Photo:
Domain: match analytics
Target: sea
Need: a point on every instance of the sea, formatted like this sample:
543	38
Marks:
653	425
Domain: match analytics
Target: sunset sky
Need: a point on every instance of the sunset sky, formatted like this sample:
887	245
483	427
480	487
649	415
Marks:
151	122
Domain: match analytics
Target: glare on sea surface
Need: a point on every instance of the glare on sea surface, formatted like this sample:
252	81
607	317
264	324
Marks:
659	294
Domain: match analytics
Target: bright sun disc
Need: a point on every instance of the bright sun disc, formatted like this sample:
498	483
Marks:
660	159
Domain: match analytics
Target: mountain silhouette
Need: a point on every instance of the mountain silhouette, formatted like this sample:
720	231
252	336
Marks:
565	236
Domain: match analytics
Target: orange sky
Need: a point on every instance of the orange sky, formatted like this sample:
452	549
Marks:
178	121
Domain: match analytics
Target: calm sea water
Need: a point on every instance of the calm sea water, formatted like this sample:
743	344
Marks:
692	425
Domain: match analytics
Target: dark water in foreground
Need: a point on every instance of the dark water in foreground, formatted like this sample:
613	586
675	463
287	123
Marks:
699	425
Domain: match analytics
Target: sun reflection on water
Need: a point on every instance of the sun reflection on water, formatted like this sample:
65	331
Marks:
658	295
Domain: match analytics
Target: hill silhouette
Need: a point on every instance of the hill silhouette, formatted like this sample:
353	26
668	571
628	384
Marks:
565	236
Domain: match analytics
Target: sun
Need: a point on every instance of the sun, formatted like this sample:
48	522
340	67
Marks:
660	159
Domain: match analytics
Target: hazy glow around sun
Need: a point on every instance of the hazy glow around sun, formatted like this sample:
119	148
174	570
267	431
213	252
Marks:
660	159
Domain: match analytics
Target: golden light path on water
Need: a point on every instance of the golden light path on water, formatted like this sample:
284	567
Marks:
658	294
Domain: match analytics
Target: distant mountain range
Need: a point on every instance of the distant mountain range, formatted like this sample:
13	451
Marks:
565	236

_TASK OBJECTIVE:_ Reproduce the whole listing word for word.

_OUTPUT FOR THIS TASK:_
Photo:
Domain: match analytics
Target: sea
Need: a point on every instance of the sea, formatted like this sample:
543	38
Marks:
653	425
Domain: match analytics
Target: sunset sky
Need: a point on every instance of the sunset sky, formatted like this sample:
887	245
483	427
480	487
649	415
Marks:
151	122
Domain: match analytics
Target: glare on sea surface
Need: a point on every instance of the glare on sea surface, formatted like this sample:
252	81
607	317
264	324
Marks:
659	294
Domain: match analytics
Target: bright sun disc
Need: a point on every instance of the bright sun disc, formatted like this sample:
498	483
Marks:
660	159
Domain: match analytics
Target: mountain silhouette
Need: a point on every instance of the mountain silhouette, formatted like this sample:
720	231
252	336
Marks:
565	236
Domain: match analytics
Target: orange sky
Need: a point on every instance of the orange sky, formatted like this sample:
452	549
Marks:
178	121
Domain: match analytics
Target: calm sea water
Need: a point on every instance of the calm sea water, formatted like this sample:
743	344
Marks:
692	425
Domain: match analytics
Target: dark water in foreground
Need: a point on every instance of the dark water in foreground, formatted like this sample:
613	586
675	463
287	123
Marks:
699	425
Domain: match analytics
Target: sun reflection on water
Need: a point on every instance of the sun reflection on water, formatted like this sample:
65	331
Marks:
658	295
Domain: match analytics
Target: hill silhouette
Need: a point on every instance of the hill silhouette, formatted like this sample:
353	26
668	571
628	384
Marks:
565	236
Domain: match analytics
Target: sun
Need: a point on every instance of the sun, formatted like this sample:
48	522
340	67
Marks:
660	159
Domain: match analytics
Target: hazy glow around sun
Need: a point on every instance of the hazy glow around sun, formatted like this sample:
119	148
174	570
267	431
213	252
Marks:
660	159
Domain: match analytics
Target: golden light path on water
Need: a point on every instance of the golden light path on water, formatted like this sample:
284	567
Marks:
658	294
Domain: match analytics
Target: distant mountain range
Need: a point on every instance of the distant mountain range, formatted like this sample:
13	451
Marks:
565	236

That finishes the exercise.